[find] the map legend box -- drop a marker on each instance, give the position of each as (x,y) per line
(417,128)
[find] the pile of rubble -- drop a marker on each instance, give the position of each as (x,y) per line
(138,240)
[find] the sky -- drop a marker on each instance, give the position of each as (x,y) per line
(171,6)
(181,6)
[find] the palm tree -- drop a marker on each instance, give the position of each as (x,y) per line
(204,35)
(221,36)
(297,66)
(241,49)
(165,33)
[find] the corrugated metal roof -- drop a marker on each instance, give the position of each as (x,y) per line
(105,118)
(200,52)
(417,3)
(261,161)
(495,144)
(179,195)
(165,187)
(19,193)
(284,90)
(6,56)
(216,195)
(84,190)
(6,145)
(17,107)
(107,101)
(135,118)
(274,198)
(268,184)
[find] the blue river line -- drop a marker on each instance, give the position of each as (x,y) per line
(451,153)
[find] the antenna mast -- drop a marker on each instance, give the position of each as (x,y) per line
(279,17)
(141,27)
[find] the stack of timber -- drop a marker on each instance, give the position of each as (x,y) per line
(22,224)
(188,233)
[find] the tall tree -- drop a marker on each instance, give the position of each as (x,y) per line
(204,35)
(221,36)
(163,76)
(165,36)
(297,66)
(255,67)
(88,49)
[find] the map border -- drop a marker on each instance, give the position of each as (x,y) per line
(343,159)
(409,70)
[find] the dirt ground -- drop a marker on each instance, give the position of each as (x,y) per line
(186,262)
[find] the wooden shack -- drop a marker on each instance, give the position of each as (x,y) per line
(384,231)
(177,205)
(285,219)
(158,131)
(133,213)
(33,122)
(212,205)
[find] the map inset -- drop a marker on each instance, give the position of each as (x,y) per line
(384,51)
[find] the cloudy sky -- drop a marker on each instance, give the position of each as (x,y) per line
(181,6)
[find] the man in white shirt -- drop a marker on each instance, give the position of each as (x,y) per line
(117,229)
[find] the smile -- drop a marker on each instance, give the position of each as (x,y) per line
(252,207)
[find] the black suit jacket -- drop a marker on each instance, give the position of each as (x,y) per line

● PROBLEM:
Repeat the data. Every word must match.

● EXPECTED OUTPUT:
[find] the map legend box -- drop a marker on each instance, give the position of each as (x,y) per line
(417,128)
[find] the pile of rubble -- drop a marker on each instance, give the position of each as (x,y) per line
(138,240)
[find] the sky -- drop a marker on each instance, give the position of each as (x,y) per line
(171,6)
(181,6)
[find] the palm tree -- drop a marker on each instance, give the position of each as (x,y) per line
(204,35)
(221,36)
(297,66)
(241,49)
(165,33)
[find] the corrugated metal roof -- drop a marker on each instance, give the position of each as (x,y) per line
(105,118)
(200,52)
(417,3)
(261,161)
(495,144)
(179,195)
(165,187)
(19,193)
(284,90)
(6,56)
(216,195)
(84,190)
(6,145)
(17,107)
(107,101)
(135,118)
(274,198)
(268,184)
[find] the blue river line -- drop a marker on each instance, give the position of each as (x,y) per line
(451,153)
[find] the antenna mast -- drop a marker on each instance, give the position of each as (x,y) per line
(279,17)
(141,27)
[find] the stack of timber -- drop a marker on each instance, give the position of each as (x,y) per line
(22,224)
(188,233)
[find] the tall tree -- drop a marker on each instance, give the position of each as (x,y) per line
(204,35)
(221,36)
(163,76)
(165,36)
(297,66)
(255,67)
(88,49)
[find] the map border -- drop a marker on each instance, give the position of each as (x,y) per line
(343,159)
(409,70)
[find] the dirt ground -- drop a marker on each instance, give the position of each as (x,y) per line
(186,262)
[find] the wooden shack -- drop a marker on each instance, give the position of each as (x,y) per line
(384,231)
(177,205)
(285,219)
(158,131)
(133,213)
(33,122)
(212,205)
[find] the map inset -- drop a marker on each instance, give the position of each as (x,y) per line
(384,51)
[find] the cloudy sky -- drop a marker on each instance, give the position of each as (x,y) per line
(181,6)
[find] the man in white shirt -- drop a marker on each instance, give the position of each as (x,y) per line
(117,229)
[find] the smile -- drop a marker on each instance, give the position of each as (x,y) per line
(252,207)
[find] the black suit jacket -- drop a marker on each instance, give the position of each as (x,y) per line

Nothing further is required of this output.